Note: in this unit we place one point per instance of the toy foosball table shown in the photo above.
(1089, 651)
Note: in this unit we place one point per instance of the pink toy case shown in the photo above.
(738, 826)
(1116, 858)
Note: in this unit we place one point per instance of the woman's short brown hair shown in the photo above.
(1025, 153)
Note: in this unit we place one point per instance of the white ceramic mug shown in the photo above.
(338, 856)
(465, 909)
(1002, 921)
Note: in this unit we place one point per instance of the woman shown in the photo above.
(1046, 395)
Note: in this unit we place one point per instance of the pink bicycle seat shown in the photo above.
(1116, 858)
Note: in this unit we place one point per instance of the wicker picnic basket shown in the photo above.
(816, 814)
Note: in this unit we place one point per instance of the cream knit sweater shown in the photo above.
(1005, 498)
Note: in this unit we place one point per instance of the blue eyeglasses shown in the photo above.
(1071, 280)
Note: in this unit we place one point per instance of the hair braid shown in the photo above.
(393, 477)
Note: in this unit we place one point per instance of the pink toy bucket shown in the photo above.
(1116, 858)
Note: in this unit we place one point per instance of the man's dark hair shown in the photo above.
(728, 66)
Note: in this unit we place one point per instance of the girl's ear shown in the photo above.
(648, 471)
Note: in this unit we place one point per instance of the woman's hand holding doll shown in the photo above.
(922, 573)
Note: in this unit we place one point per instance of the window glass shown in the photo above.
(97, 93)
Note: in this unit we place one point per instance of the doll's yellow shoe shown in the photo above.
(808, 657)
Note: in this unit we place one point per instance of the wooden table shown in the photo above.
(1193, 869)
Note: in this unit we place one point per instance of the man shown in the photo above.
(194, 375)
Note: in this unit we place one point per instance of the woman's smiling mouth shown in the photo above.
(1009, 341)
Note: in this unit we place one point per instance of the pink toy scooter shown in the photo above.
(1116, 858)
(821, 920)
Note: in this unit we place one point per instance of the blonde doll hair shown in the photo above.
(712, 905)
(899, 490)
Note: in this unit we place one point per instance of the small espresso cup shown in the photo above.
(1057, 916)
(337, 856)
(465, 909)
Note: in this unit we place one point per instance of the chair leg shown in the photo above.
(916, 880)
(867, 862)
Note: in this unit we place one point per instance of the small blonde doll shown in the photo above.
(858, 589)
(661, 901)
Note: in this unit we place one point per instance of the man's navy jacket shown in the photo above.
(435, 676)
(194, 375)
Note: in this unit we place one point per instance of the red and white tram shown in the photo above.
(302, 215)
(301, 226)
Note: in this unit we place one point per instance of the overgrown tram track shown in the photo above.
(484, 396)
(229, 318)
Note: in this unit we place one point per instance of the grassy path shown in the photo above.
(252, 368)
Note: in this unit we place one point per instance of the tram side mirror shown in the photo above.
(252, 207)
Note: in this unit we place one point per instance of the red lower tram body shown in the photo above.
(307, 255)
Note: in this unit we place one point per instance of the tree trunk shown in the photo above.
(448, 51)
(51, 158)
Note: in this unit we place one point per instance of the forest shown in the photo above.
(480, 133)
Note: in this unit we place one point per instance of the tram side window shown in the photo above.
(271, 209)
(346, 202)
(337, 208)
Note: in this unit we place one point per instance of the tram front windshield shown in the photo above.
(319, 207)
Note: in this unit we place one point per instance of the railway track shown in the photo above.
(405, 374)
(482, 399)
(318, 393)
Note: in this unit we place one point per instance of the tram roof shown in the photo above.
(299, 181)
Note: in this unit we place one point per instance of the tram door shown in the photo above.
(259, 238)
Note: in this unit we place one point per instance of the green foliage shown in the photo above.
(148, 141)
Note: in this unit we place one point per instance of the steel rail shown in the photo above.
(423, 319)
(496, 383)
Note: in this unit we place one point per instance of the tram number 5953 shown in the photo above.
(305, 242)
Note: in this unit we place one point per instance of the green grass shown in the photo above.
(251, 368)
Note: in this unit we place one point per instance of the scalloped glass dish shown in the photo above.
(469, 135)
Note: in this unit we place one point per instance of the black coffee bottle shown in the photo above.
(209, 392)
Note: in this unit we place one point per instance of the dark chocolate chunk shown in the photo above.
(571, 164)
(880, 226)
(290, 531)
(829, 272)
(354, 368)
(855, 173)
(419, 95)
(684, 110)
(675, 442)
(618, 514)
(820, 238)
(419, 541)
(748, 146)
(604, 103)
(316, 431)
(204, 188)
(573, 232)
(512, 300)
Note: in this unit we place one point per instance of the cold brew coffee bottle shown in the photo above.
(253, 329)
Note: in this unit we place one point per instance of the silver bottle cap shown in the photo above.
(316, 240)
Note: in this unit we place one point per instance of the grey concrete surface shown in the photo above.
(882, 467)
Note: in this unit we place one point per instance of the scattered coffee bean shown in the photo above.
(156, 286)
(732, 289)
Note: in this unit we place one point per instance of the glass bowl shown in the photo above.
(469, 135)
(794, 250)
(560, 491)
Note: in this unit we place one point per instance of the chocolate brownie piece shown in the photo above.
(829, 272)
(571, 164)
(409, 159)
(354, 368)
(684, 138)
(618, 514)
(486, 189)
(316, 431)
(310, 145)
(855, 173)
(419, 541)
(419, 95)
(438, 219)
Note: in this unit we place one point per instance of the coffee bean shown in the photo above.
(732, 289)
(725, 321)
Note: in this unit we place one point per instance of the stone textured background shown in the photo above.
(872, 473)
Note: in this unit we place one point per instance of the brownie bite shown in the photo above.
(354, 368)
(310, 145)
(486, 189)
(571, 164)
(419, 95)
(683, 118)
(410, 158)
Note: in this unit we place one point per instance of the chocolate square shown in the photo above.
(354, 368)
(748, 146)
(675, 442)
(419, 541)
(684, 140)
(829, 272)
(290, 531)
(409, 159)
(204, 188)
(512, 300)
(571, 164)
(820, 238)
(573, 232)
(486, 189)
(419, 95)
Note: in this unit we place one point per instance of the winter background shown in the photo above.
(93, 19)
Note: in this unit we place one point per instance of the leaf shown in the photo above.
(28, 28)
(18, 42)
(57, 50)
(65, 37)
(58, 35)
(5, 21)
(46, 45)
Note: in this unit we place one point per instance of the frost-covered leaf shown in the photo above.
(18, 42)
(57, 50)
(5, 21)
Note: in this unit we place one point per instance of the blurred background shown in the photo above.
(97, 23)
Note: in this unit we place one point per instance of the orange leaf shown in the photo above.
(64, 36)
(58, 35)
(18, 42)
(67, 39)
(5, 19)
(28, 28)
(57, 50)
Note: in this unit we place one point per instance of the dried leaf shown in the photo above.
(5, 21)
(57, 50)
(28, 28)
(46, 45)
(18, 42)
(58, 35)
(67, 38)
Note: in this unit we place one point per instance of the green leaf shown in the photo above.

● Instruction:
Rewrite all of the material above as a numbered list with one item per line, leaving out any blank lines.

● Correct response:
1. Note: in this unit we place one point per instance of the toy foosball table shown in the photo above.
2. (1089, 651)
3. Note: in this unit we place one point per instance of the pink toy case shown in the photo above.
4. (738, 826)
5. (1116, 858)
6. Note: in this unit we place one point per instance of the woman's short brown hair shown in the photo above.
7. (1025, 153)
8. Note: in this unit we place one point per instance of the white ceramic mug shown in the photo above.
9. (338, 856)
10. (465, 909)
11. (1002, 921)
12. Note: in this unit we place one point per instance of the woman shown in the photo above.
13. (1046, 395)
14. Note: in this unit we place one point per instance of the pink bicycle seat shown in the photo above.
15. (1116, 858)
16. Note: in this unit we place one point per instance of the wicker picnic basket shown in the photo above.
17. (816, 814)
18. Note: in this unit we place one point per instance of the cream knit sweater shown in the photo above.
19. (1005, 498)
20. Note: in this unit we place one point per instance of the blue eyeglasses shown in the photo above.
21. (1071, 280)
22. Note: in this unit we place one point per instance of the hair braid shown in the photo above.
23. (393, 477)
24. Note: in this unit we place one point per instance of the pink toy bucket shown in the photo above.
25. (1116, 858)
26. Note: in this unit we place one point per instance of the man's dark hair shown in the photo above.
27. (728, 66)
28. Note: in this unit we place one point per instance of the girl's ear shown in the photo above.
29. (648, 471)
30. Note: in this unit we place one point per instance of the woman's hand holding doll shown in the photo above.
31. (922, 573)
32. Note: in this unit we place one point per instance of the window glass shown in the photo above.
33. (97, 93)
34. Note: in this unit we place one point per instance of the doll's yellow shoe shown in the photo above.
35. (808, 657)
36. Note: in this unit we place one point per instance of the wooden table shown in the photo above.
37. (1193, 869)
38. Note: in this unit we place one point per instance of the man shown in the photo above.
39. (194, 375)
40. Note: in this unit we place one point per instance of the woman's smiling mouth shown in the photo above.
41. (1009, 341)
42. Note: in this unit we place one point per instance of the pink toy scooter shown in the photo above.
43. (1116, 858)
44. (821, 920)
45. Note: in this unit we place one point per instance of the blonde doll hair shown in the photo above.
46. (712, 905)
47. (899, 490)
48. Note: in this unit we place one point per instance of the small espresso cup shown in the photo above.
49. (1057, 916)
50. (337, 856)
51. (465, 909)
52. Note: in this unit we place one point per instance of the chair leg shown in the photo above.
53. (916, 880)
54. (867, 862)
55. Note: in this unit we place one point per instance of the small blonde doll shown in the photo above.
56. (858, 589)
57. (661, 901)
58. Note: in this unit we place one point per instance of the man's navy jacket shown in the photo above.
59. (435, 676)
60. (194, 375)
61. Note: in this unit we place one point per instance of the red and white tram shown in the photo above.
62. (302, 215)
63. (301, 226)
64. Note: in this unit we place one point per instance of the overgrown tram track shown in the photo above.
65. (484, 396)
66. (229, 318)
67. Note: in this unit we place one point per instance of the grassy path shown in the photo above.
68. (252, 368)
69. Note: in this unit we place one point per instance of the tram side mirror shown in the photo above.
70. (252, 207)
71. Note: in this unit we place one point per instance of the red lower tram body shown in the photo above.
72. (307, 255)
73. Note: in this unit we place one point per instance of the tree trunk shown in the photo above.
74. (448, 51)
75. (51, 158)
76. Note: in this unit we place one point per instance of the forest shown in the photo above.
77. (480, 133)
78. Note: in this unit we place one point per instance of the tram side window shown in the photo above.
79. (271, 209)
80. (346, 202)
81. (337, 208)
82. Note: in this unit we place one point per instance of the tram front windshield shown in the photo above.
83. (319, 207)
84. Note: in this unit we place one point per instance of the railway track shown in the photo above.
85. (405, 374)
86. (482, 399)
87. (318, 393)
88. Note: in this unit we place one point per instance of the tram roof shown in the photo above.
89. (299, 181)
90. Note: in this unit we place one point per instance of the tram door shown in the photo above.
91. (259, 238)
92. Note: in this unit we place one point per instance of the green foliage shown in the photo above.
93. (148, 141)
94. Note: in this unit we place one point per instance of the steel rail shown in the photo above.
95. (423, 319)
96. (496, 383)
97. Note: in this unit we place one point per instance of the tram number 5953 shown in the photo above.
98. (305, 242)
99. Note: in this unit we place one point per instance of the green grass shown in the photo above.
100. (251, 368)
101. Note: in this unit we place one point per instance of the scalloped glass dish shown in the photo above.
102. (469, 135)
103. Note: in this unit we place one point per instance of the black coffee bottle shown in the photo above.
104. (209, 392)
105. Note: in this unit we place one point per instance of the dark chocolate chunk shown in the photo above.
106. (571, 164)
107. (880, 226)
108. (290, 531)
109. (829, 272)
110. (354, 368)
111. (855, 173)
112. (419, 95)
113. (684, 110)
114. (675, 442)
115. (618, 514)
116. (820, 238)
117. (419, 541)
118. (748, 146)
119. (604, 103)
120. (316, 431)
121. (204, 188)
122. (573, 232)
123. (512, 300)
124. Note: in this unit we place one point per instance of the cold brew coffee bottle shown in the photo above.
125. (253, 329)
126. Note: in this unit we place one point per instance of the silver bottle cap shown in the photo above.
127. (316, 240)
128. Note: in this unit we place one point per instance of the grey concrete surface shown in the photo above.
129. (882, 467)
130. Note: in this unit we place one point per instance of the scattered coffee bean shown in the photo above.
131. (156, 286)
132. (732, 289)
133. Note: in this unit we place one point per instance of the glass bowl shown in the photo above.
134. (469, 135)
135. (794, 250)
136. (560, 491)
137. Note: in this unit we place one point per instance of the chocolate brownie piece shown in the photo above.
138. (829, 272)
139. (571, 164)
140. (409, 159)
141. (354, 368)
142. (684, 138)
143. (618, 514)
144. (486, 189)
145. (316, 431)
146. (310, 145)
147. (855, 173)
148. (419, 541)
149. (419, 95)
150. (438, 219)
151. Note: in this unit we place one point per instance of the coffee bean shown in the photo above.
152. (732, 289)
153. (725, 321)
154. Note: in this unit we place one point per instance of the stone textured background shown in the photo above.
155. (872, 473)
156. Note: in this unit we place one point per instance of the brownie bite shown in the photo above.
157. (354, 368)
158. (310, 145)
159. (486, 189)
160. (571, 164)
161. (419, 95)
162. (683, 118)
163. (410, 158)
164. Note: in this unit we place one point per instance of the chocolate square shown in the photo above.
165. (354, 368)
166. (748, 146)
167. (675, 442)
168. (419, 541)
169. (684, 140)
170. (829, 272)
171. (290, 531)
172. (409, 159)
173. (204, 188)
174. (512, 300)
175. (571, 164)
176. (820, 238)
177. (573, 232)
178. (486, 189)
179. (419, 95)
180. Note: in this unit we place one point per instance of the winter background shown in the photo above.
181. (93, 19)
182. Note: in this unit we place one point per instance of the leaf shown in the photo above.
183. (28, 28)
184. (18, 42)
185. (57, 50)
186. (65, 37)
187. (58, 35)
188. (5, 21)
189. (46, 45)
190. Note: in this unit we place one point per instance of the frost-covered leaf shown in the photo above.
191. (18, 42)
192. (57, 50)
193. (5, 21)
194. Note: in this unit we place one point per instance of the blurred background shown in the photo above.
195. (97, 23)
196. Note: in this unit we place one point per instance of the orange leaf shown in the photo above.
197. (64, 36)
198. (58, 35)
199. (18, 42)
200. (67, 39)
201. (5, 19)
202. (28, 28)
203. (57, 50)
204. Note: in this unit we place one point per instance of the dried leaf shown in the photo above.
205. (5, 21)
206. (57, 50)
207. (28, 28)
208. (46, 45)
209. (18, 42)
210. (58, 35)
211. (67, 38)
212. Note: in this unit we place one point per instance of the green leaf shown in the photo above.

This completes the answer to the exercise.